Source extract:
----------------

This site is a single destination for all my creative works. If you like the things I make, whatever I work on next will be posted here for you to enjoy. If you’re only interested in my writing, well, there’s an RSS feed for that; same for my visual art, or any of the other categories of creativity on here.

I believe in a vision of the internet which doesn’t rely on advertising and manipulative patterns. I store none of your data on this site; there are no tracking cookies, no visit counters, no metrics of how long you spend in the galleries and enjoying my words. This is a safe harbour, an attempt to do things differently.

If that’s all you need to know, go ahead and have a browse. I hope you enjoy what you find here, and I’d be delighted to know what resonates with you!

But if you’re curious why I built this site, read on.

It’s 2024, and the internet is broken.

----------------

Information provided:
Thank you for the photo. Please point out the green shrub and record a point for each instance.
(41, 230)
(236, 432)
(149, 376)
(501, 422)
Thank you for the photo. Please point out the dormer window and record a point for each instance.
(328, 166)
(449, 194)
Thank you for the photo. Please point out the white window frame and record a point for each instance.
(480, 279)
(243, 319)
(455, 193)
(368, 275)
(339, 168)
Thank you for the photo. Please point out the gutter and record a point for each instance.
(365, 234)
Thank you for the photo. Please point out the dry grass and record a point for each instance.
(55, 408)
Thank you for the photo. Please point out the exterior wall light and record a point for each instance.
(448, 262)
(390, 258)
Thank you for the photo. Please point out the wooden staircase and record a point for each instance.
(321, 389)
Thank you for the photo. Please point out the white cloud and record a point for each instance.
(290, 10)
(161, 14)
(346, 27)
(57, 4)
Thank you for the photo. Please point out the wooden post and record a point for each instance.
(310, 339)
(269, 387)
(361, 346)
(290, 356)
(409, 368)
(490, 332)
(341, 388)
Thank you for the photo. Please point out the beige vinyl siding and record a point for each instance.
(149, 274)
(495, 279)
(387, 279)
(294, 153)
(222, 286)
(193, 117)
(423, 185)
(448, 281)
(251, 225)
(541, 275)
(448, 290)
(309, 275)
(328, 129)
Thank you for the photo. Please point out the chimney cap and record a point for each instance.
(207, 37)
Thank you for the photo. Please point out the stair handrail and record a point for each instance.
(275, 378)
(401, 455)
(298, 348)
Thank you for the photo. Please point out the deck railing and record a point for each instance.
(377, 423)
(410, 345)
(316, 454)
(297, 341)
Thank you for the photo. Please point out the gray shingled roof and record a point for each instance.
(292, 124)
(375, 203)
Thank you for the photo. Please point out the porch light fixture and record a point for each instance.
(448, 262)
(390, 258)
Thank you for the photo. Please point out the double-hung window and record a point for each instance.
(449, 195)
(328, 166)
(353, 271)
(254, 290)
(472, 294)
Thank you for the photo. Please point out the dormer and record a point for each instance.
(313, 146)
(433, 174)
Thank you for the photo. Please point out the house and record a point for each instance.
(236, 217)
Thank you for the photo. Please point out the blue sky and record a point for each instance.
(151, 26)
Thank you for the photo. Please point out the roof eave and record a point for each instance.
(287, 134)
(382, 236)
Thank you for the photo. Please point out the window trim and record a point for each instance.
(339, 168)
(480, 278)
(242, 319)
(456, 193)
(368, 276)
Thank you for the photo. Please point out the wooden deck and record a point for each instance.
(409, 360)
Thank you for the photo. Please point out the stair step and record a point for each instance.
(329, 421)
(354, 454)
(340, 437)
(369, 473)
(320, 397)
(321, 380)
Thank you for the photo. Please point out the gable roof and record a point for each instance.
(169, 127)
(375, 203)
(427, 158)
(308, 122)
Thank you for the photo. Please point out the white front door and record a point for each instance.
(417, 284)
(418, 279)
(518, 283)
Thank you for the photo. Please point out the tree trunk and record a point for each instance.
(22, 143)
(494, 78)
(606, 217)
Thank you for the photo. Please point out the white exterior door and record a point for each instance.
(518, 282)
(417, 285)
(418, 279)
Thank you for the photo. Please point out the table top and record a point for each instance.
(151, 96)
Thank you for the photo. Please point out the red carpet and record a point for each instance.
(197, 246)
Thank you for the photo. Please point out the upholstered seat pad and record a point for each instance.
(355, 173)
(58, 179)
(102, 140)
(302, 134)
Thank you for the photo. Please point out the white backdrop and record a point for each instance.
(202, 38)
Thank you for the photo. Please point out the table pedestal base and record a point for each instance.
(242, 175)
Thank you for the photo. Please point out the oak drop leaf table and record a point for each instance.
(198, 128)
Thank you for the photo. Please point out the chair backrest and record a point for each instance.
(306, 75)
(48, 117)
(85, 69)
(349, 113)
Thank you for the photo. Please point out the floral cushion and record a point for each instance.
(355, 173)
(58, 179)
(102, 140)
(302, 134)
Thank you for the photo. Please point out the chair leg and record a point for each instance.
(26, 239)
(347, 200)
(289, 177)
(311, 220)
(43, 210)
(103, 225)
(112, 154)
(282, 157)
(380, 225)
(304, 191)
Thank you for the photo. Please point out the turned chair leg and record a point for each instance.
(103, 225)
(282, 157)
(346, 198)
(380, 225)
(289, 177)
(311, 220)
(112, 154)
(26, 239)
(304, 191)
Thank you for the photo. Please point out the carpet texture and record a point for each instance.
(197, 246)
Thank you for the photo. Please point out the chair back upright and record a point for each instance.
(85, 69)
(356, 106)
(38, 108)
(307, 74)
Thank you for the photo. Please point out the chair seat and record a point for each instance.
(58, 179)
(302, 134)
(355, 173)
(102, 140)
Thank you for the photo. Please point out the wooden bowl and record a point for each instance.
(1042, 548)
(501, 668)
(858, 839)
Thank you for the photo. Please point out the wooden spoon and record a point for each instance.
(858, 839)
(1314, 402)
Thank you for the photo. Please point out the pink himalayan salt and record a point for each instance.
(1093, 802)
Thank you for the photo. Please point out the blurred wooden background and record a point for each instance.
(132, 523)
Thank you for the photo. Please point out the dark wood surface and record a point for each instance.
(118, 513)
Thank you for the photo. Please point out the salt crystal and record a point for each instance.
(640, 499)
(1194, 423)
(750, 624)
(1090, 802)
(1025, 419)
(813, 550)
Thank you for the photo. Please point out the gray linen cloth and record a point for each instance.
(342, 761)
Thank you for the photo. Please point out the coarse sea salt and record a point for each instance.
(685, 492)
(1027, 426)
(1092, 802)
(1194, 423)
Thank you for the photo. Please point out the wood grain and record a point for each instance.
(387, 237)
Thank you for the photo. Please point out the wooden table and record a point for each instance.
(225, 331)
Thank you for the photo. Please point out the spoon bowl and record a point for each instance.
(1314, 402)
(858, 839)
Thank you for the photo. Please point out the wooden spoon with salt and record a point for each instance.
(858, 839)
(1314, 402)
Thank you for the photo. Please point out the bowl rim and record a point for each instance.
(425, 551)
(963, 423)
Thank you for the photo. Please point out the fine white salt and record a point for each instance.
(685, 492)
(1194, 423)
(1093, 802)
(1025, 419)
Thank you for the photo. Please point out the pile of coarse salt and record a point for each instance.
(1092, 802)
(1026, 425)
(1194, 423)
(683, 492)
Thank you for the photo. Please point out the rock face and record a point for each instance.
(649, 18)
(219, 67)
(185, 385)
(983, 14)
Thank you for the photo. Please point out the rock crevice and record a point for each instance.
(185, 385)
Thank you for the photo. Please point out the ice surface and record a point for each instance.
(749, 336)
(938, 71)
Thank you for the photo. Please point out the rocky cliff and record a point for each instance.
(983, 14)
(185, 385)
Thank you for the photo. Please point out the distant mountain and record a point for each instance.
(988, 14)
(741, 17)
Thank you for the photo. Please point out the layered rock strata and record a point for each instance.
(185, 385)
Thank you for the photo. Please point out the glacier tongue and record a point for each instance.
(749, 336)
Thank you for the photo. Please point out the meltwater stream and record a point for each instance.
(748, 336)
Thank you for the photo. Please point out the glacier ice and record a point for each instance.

----------------

Task goal: Could you return the whole introduction to the creative-works site, word for word? This material has no connection to the passage about the creative-works site.

Exercise result:
This site is a single destination for all my creative works. If you like the things I make, whatever I work on next will be posted here for you to enjoy. If you’re only interested in my writing, well, there’s an RSS feed for that; same for my visual art, or any of the other categories of creativity on here.

I believe in a vision of the internet which doesn’t rely on advertising and manipulative patterns. I store none of your data on this site; there are no tracking cookies, no visit counters, no metrics of how long you spend in the galleries and enjoying my words. This is a safe harbour, an attempt to do things differently.

If that’s all you need to know, go ahead and have a browse. I hope you enjoy what you find here, and I’d be delighted to know what resonates with you!

But if you’re curious why I built this site, read on.

It’s 2024, and the internet is broken.